BEGIN PROVIDED MATERIAL

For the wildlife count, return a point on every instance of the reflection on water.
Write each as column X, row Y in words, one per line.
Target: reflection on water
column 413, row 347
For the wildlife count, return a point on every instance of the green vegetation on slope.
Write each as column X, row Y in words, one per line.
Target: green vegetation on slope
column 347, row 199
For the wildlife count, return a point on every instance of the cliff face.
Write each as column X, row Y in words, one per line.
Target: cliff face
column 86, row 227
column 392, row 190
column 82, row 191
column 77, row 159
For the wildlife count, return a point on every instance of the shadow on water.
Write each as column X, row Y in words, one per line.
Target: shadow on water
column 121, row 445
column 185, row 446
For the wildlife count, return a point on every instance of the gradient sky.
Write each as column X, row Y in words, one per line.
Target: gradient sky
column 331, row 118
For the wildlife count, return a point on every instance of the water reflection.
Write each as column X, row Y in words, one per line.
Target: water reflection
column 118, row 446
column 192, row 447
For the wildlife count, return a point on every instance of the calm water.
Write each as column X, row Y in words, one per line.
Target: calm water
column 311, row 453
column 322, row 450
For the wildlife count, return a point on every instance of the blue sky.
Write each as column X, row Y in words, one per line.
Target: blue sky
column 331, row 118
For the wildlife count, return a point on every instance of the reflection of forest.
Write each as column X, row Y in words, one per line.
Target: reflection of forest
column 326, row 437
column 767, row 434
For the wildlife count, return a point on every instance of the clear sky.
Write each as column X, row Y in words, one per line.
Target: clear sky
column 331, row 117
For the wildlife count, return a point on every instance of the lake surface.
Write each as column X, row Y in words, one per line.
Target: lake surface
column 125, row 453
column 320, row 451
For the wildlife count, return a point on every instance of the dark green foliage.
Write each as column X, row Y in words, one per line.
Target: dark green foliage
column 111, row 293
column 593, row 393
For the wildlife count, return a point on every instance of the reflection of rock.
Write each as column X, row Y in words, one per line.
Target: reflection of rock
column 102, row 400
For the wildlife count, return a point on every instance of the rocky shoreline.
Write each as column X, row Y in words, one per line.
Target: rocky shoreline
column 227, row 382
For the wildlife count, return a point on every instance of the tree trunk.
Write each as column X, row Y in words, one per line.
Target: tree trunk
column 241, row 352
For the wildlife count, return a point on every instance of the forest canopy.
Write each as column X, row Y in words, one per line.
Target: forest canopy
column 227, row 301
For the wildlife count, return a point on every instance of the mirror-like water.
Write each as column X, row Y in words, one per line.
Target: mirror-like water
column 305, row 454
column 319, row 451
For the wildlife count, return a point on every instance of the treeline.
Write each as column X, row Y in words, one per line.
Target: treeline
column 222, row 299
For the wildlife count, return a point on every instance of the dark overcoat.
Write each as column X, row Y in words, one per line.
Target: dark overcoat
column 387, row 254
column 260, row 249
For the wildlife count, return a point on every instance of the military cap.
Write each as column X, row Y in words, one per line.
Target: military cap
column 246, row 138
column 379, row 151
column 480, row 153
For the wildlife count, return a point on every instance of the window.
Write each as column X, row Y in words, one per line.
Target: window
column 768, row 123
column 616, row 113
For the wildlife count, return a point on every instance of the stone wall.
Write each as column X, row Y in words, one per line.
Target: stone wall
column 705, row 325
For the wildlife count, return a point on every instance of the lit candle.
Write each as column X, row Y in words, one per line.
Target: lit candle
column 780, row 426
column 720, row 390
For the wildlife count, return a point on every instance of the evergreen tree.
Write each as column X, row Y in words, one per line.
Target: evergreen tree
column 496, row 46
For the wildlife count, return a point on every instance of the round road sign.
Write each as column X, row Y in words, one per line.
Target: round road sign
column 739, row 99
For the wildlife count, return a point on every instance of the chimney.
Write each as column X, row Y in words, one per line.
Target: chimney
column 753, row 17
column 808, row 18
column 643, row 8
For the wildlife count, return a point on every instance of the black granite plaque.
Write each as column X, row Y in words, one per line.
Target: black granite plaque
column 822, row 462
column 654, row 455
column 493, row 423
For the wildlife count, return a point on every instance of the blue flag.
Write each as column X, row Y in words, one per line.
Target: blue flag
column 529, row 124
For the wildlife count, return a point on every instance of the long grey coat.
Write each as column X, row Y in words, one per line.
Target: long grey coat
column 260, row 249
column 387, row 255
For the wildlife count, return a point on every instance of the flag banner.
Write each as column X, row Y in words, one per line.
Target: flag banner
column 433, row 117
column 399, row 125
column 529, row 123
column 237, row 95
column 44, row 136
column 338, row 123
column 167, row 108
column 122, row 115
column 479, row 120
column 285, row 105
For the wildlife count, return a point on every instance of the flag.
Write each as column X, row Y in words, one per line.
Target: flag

END PROVIDED MATERIAL

Return the data exactly, every line included.

For the wildlife count, return a point on every instance of the reflection on water.
Write each as column X, row Y in words, one per line.
Target: reflection on water
column 413, row 347
For the wildlife count, return a point on every instance of the green vegetation on slope.
Write each as column X, row Y in words, one per line.
Target: green vegetation on slope
column 347, row 199
For the wildlife count, return a point on every instance of the cliff face.
Write each as column X, row Y in words, one per line.
Target: cliff face
column 86, row 227
column 392, row 190
column 82, row 191
column 77, row 159
For the wildlife count, return a point on every instance of the shadow on water.
Write each as column X, row Y in words, one per line.
Target: shadow on water
column 121, row 445
column 185, row 446
For the wildlife count, return a point on every instance of the gradient sky.
Write each as column X, row Y in words, one per line.
Target: gradient sky
column 331, row 118
For the wildlife count, return a point on every instance of the water reflection.
Write each as column X, row Y in words, one per line.
Target: water reflection
column 118, row 446
column 192, row 447
For the wildlife count, return a point on every instance of the calm water.
Write each as column X, row Y in words, one per line.
Target: calm water
column 311, row 453
column 322, row 450
For the wildlife count, return a point on every instance of the blue sky.
Write each as column X, row Y in words, one per line.
Target: blue sky
column 331, row 118
For the wildlife count, return a point on every instance of the reflection of forest.
Write each as column X, row Y in words, one per line.
Target: reflection of forest
column 326, row 437
column 767, row 434
For the wildlife count, return a point on every instance of the clear sky.
Write each as column X, row Y in words, one per line.
Target: clear sky
column 331, row 117
For the wildlife count, return a point on every instance of the lake surface.
Write each as column X, row Y in words, one per line.
Target: lake surface
column 125, row 453
column 320, row 451
For the wildlife count, return a point on every instance of the dark green foliage.
Write each as column X, row Y in words, one per line.
Target: dark green foliage
column 111, row 293
column 593, row 393
For the wildlife count, return a point on every instance of the reflection of rock.
Write each as column X, row Y in words, one per line.
Target: reflection of rock
column 102, row 400
For the wildlife count, return a point on every instance of the rocky shoreline.
Write each as column X, row Y in words, one per line.
Target: rocky shoreline
column 227, row 382
For the wildlife count, return a point on every instance of the tree trunk.
Write each as column X, row Y in words, one per line.
Target: tree trunk
column 241, row 352
For the wildlife count, return a point on every instance of the forest canopy.
Write each as column X, row Y in words, one per line.
Target: forest canopy
column 227, row 301
For the wildlife count, return a point on every instance of the mirror-like water.
Write each as column X, row Y in words, one per line.
Target: mirror-like water
column 305, row 454
column 319, row 451
For the wildlife count, return a point on every instance of the treeline.
Write each as column X, row Y in words, one per line.
Target: treeline
column 222, row 299
For the wildlife count, return a point on every instance of the dark overcoat.
Write each as column X, row Y in words, one per line.
Target: dark overcoat
column 387, row 254
column 260, row 249
For the wildlife count, return a point on every instance of the military cap.
Write each as column X, row Y in words, one per line.
Target: military cap
column 246, row 138
column 379, row 151
column 480, row 153
For the wildlife count, return a point on every instance of the window.
Write each as column X, row Y in words, one per line.
Target: window
column 768, row 123
column 616, row 113
For the wildlife count, return a point on every instance of the stone wall.
Write each as column X, row Y in words, one per line.
Target: stone wall
column 705, row 325
For the wildlife count, return a point on every instance of the lit candle.
Write each as column X, row Y in words, one per line.
Target: lit candle
column 780, row 426
column 720, row 390
For the wildlife count, return a point on every instance of the evergreen tree.
Write each as column X, row Y in words, one per line.
Target: evergreen tree
column 496, row 46
For the wildlife count, return a point on every instance of the round road sign.
Write each as column X, row Y in words, one per line.
Target: round road sign
column 739, row 99
For the wildlife count, return a point on every instance of the chimney.
Write each as column X, row Y in words, one per line.
Target: chimney
column 753, row 17
column 808, row 18
column 643, row 8
For the wildlife count, return a point on every instance of the black granite plaque.
Write each as column X, row Y in words, one per line.
Target: black granite plaque
column 822, row 462
column 654, row 455
column 493, row 423
For the wildlife count, return a point on every instance of the blue flag.
Write each as column X, row Y in words, one per line.
Target: blue flag
column 529, row 124
For the wildlife count, return a point on every instance of the long grey coat.
Write each as column X, row Y in words, one per line.
Target: long grey coat
column 260, row 249
column 387, row 255
For the wildlife count, return a point on every instance of the flag banner.
Write each as column X, row Y in words, one per line.
Target: flag banner
column 433, row 117
column 399, row 125
column 529, row 123
column 237, row 95
column 44, row 136
column 338, row 123
column 167, row 108
column 122, row 115
column 479, row 120
column 285, row 105
For the wildlife count, return a point on every instance of the flag.
Write each as column X, row Y in words, one per line.
Target: flag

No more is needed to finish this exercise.